| EXERCISE TASK |
Every line from the one with "Reviewer note: check that each instance of the green" through the end of the records below should be restated word for word, and nothing outside that span.

▶

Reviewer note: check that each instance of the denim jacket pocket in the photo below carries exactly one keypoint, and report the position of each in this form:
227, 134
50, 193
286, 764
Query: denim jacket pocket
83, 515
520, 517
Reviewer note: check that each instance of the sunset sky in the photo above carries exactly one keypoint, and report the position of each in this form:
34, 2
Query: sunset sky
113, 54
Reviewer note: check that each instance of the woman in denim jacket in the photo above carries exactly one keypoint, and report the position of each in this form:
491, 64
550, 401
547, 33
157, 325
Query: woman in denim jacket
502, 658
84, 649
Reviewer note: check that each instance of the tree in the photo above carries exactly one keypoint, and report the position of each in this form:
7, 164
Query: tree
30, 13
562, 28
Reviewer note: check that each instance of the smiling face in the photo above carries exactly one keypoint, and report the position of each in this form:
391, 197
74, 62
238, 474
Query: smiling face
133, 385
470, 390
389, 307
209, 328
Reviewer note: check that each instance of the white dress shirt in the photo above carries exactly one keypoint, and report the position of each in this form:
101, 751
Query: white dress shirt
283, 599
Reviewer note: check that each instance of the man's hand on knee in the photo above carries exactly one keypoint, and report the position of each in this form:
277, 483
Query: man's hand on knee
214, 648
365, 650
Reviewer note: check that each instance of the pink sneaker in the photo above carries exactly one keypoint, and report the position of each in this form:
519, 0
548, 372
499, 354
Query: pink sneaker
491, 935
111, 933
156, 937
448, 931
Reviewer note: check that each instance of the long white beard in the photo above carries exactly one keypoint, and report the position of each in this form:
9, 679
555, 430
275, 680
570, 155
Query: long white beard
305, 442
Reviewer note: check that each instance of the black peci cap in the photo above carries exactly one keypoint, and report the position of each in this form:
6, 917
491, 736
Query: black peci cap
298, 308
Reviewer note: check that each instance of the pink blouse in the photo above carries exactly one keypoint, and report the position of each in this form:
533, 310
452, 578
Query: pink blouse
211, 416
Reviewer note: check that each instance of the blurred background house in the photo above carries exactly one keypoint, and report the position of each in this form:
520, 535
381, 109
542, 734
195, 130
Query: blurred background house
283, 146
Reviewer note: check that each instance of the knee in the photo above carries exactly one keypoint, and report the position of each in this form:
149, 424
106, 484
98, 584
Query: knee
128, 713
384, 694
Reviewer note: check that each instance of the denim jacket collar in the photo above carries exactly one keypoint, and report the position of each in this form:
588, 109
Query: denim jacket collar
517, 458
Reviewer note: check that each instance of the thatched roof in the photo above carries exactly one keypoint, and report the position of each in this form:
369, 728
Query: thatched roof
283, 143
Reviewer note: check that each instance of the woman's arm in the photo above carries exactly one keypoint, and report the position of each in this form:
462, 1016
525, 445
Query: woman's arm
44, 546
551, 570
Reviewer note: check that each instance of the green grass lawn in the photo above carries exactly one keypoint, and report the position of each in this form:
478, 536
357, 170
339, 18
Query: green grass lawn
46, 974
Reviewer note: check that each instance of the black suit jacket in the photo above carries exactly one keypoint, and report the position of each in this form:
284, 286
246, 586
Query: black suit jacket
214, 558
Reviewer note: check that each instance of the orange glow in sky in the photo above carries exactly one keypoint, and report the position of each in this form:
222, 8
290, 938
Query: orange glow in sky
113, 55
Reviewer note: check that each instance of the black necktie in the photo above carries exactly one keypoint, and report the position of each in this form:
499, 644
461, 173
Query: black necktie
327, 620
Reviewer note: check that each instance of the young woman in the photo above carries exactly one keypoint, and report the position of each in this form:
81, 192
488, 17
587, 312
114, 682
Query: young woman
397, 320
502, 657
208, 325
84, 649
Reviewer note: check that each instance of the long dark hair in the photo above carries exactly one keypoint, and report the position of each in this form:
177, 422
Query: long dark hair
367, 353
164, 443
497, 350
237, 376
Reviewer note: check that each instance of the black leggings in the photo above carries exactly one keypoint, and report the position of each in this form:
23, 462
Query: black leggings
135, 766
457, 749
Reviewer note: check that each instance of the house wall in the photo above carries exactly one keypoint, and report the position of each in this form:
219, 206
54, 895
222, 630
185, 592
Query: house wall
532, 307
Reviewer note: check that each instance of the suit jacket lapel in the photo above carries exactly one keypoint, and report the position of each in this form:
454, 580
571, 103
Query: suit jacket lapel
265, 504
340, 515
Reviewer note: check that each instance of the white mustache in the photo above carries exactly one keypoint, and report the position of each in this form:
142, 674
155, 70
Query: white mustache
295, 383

◀

| OUTPUT OF THE TASK |
Reviewer note: check that each instance of the green grass lawn in the photo above carries exactly one keypoint, and report the position of each in this form:
478, 536
357, 170
339, 18
Query: green grass lawn
46, 974
Reviewer note: check that each instance of the black suit jacket in the photo above carries exactly one keypoint, and report the position of each in this form:
284, 286
246, 586
Query: black suit jacket
214, 558
Reviewer note: check that each instance of the orange glow in sky in the photo above carries exactly one keypoint, and report the position of each in this form:
222, 8
290, 938
Query: orange glow in sky
113, 55
Reviewer note: check that each instance of the black necktie in the photo above carries exactly one keypoint, and report the position of each in this form:
499, 644
461, 173
Query: black necktie
327, 620
Reviewer note: check that each instance of the young woman in the photo above carries exactly one keypoint, and report the position of each in this form:
81, 192
488, 17
587, 312
114, 682
Query: young woman
397, 320
502, 657
208, 325
84, 649
Reviewer note: check that each instance of the long dark hair in the photo above carries exactly one keypoint, and report the position of each in this form:
177, 422
Query: long dark hair
367, 353
164, 443
497, 350
237, 376
Reviewer note: check that each instance of the black leggings in the photo above carries exactly one keypoint, and report the position of each in this form:
23, 462
Query: black leggings
135, 766
457, 749
Reviewer note: check that each instance of the house wall in the photo above carries exactly one keypoint, and report the position of each in this form:
219, 206
54, 895
222, 630
185, 592
Query: house wall
532, 307
Reviewer note: check that each instance of the suit jacket lapel in the photo above carries exactly one keypoint, and report the position of each in this form:
454, 580
571, 103
Query: suit jacket lapel
265, 504
340, 515
Reviewer note: check that each instance of the white mustache in the photo above carries exactly one keypoint, and report the position of each in this form:
142, 674
155, 70
Query: white mustache
295, 383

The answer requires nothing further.